| Your objective |
Write out the records below again, substituting "coarse mask" for every occurrence of "rough mask" and leaving everything else unchanged.

| Record extracts |
------------------------------------------------
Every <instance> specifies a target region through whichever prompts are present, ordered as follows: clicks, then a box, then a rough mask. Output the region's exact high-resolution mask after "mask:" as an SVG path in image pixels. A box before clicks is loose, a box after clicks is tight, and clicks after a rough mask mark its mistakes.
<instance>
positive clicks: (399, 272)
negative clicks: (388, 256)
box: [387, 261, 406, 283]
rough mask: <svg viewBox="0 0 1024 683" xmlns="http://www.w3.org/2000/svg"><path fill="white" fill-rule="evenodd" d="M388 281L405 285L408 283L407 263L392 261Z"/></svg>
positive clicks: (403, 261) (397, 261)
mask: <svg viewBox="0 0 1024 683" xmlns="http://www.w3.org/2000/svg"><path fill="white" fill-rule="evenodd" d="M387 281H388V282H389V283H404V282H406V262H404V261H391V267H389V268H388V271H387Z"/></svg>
------------------------------------------------
| Solution to this task |
Every <instance> specifies a target region through whichever prompts are present, ordered as follows: clicks, then a box, then a coarse mask. Output the region's exact high-resolution mask after "mask:" as an SVG path in image pixels. A box before clicks is loose, a box after clicks is tight, and clicks after a coarse mask mark its mistakes.
<instance>
positive clicks: (399, 272)
negative clicks: (388, 256)
box: [387, 261, 406, 283]
coarse mask: <svg viewBox="0 0 1024 683" xmlns="http://www.w3.org/2000/svg"><path fill="white" fill-rule="evenodd" d="M388 281L405 285L408 283L407 263L392 261Z"/></svg>
positive clicks: (403, 261) (397, 261)
mask: <svg viewBox="0 0 1024 683" xmlns="http://www.w3.org/2000/svg"><path fill="white" fill-rule="evenodd" d="M387 281H388V282H389V283H404V282H406V262H404V261H391V267H389V268H388V271H387Z"/></svg>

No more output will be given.